Shift every bounding-box coordinate in the answers up by 67, and reproduce the data starting at the first line and ending at the line containing "left=359, top=291, right=413, bottom=341", both included.

====== DATA SHOWN ======

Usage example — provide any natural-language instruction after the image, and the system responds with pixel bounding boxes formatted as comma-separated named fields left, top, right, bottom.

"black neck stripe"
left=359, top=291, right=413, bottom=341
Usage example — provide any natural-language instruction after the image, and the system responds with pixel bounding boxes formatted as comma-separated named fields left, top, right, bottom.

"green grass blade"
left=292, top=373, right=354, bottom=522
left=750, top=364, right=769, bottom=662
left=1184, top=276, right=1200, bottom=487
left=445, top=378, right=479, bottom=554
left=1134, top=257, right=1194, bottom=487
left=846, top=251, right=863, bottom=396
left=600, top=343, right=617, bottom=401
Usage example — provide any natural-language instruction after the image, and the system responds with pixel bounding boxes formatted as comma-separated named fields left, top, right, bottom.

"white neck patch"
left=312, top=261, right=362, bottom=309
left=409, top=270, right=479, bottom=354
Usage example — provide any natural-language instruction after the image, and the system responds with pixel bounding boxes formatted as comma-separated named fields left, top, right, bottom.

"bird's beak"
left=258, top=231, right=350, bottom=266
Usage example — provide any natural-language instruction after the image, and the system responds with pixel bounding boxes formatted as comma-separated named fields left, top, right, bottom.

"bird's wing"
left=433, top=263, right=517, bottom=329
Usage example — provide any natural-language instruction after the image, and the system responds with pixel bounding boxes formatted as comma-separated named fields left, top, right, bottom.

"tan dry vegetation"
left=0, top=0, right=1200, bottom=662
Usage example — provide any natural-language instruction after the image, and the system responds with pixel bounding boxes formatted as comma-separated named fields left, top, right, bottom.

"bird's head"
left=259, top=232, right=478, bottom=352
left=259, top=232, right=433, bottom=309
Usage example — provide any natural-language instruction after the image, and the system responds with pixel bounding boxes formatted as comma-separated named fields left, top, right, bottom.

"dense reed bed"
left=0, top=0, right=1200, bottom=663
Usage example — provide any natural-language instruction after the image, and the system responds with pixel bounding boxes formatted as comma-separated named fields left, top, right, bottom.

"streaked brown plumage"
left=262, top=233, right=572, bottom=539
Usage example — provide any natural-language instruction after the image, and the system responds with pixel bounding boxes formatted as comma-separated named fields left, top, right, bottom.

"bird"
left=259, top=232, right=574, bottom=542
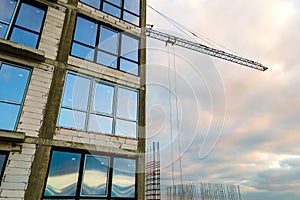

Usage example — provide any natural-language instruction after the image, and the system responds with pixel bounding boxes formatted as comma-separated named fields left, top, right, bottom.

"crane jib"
left=146, top=28, right=268, bottom=71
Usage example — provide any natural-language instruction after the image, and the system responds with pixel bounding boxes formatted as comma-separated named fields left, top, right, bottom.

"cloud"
left=148, top=0, right=300, bottom=200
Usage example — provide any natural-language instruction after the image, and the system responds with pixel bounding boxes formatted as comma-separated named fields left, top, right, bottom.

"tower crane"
left=146, top=27, right=268, bottom=71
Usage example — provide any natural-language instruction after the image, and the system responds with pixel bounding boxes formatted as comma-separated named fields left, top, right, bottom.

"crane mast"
left=146, top=28, right=268, bottom=71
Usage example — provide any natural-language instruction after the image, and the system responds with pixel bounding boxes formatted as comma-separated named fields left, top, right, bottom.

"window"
left=71, top=16, right=140, bottom=76
left=0, top=0, right=46, bottom=48
left=43, top=150, right=136, bottom=199
left=58, top=72, right=138, bottom=138
left=0, top=151, right=9, bottom=185
left=0, top=63, right=31, bottom=130
left=80, top=0, right=140, bottom=26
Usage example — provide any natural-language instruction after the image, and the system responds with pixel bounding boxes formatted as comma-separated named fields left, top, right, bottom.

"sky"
left=147, top=0, right=300, bottom=200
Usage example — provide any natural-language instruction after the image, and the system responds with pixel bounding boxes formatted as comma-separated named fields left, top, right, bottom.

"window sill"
left=0, top=38, right=45, bottom=62
left=0, top=130, right=25, bottom=142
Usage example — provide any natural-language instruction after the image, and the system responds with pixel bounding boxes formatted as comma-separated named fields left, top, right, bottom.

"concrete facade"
left=0, top=0, right=146, bottom=200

======

▸ REPLY TO THE TASK:
Usage example — provide any natural-language instruction after the image, and the system responds with pixel bounding boxes formatted as comma-separated named fields left, top, right, bottom.

"black neck stripe"
left=426, top=358, right=480, bottom=408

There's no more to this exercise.